## WHAT THE TASK ASKS
Look for the word "side" in the entries and copy each line where it appears.

[Records from a data collection]
'''
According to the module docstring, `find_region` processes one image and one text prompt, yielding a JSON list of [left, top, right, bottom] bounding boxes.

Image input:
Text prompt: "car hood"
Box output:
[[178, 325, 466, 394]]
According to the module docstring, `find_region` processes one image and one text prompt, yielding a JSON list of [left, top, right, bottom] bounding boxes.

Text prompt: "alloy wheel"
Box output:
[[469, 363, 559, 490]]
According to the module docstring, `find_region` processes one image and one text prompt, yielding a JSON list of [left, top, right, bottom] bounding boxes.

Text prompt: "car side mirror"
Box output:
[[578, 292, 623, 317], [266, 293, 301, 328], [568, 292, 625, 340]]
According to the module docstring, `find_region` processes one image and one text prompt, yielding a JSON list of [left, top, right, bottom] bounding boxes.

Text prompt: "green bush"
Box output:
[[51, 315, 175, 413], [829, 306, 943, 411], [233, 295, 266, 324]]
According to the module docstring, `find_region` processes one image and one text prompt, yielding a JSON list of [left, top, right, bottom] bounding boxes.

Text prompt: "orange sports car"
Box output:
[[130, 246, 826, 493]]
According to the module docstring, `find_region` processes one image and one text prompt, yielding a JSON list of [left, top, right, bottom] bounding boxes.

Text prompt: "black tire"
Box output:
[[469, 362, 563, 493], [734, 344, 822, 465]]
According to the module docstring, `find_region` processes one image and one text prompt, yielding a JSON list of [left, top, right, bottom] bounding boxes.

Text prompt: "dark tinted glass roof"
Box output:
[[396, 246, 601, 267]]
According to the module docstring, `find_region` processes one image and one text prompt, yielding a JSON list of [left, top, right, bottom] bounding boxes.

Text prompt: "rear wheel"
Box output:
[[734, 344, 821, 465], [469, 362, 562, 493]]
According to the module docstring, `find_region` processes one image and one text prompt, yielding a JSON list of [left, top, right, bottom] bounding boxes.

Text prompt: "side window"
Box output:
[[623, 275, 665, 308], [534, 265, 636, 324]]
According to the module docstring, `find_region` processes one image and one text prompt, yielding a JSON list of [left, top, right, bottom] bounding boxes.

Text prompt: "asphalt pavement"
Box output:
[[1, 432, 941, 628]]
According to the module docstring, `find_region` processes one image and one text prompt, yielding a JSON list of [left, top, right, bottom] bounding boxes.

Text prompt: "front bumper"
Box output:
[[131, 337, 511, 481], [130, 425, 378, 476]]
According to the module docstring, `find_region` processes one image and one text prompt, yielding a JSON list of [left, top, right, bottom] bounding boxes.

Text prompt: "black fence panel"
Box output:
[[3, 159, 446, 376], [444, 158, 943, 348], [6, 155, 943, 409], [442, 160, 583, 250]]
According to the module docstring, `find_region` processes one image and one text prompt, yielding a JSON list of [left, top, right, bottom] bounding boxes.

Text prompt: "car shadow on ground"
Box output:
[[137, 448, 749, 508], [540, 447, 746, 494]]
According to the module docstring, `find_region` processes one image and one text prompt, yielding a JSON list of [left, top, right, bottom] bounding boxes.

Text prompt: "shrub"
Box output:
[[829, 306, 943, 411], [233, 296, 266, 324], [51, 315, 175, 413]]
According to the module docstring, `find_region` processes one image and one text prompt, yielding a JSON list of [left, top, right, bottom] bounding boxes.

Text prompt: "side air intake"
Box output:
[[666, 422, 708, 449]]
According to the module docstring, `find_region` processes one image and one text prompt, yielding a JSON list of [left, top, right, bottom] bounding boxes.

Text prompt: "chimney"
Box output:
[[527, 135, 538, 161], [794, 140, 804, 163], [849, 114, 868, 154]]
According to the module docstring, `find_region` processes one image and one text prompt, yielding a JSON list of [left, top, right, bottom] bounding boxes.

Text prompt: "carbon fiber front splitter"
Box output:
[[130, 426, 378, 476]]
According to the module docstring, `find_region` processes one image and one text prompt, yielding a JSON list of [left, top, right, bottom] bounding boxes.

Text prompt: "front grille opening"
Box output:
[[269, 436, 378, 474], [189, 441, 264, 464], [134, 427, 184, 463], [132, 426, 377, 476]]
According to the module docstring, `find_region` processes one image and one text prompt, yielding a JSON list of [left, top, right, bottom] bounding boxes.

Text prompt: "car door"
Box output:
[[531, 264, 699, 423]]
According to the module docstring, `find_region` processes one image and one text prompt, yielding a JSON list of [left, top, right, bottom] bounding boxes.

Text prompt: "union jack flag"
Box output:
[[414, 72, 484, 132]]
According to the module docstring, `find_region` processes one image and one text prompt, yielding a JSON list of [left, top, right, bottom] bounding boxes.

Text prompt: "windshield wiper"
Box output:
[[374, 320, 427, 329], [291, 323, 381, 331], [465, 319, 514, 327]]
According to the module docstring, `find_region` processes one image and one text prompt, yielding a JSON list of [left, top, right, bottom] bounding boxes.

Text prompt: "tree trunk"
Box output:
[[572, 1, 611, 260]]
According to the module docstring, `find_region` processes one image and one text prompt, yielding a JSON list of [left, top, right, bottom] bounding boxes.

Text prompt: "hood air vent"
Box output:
'''
## SOLUTION FOR THIS EXERCISE
Text prompt: "car side mirror"
Text prompt: "side window"
Text prompt: "side air intake"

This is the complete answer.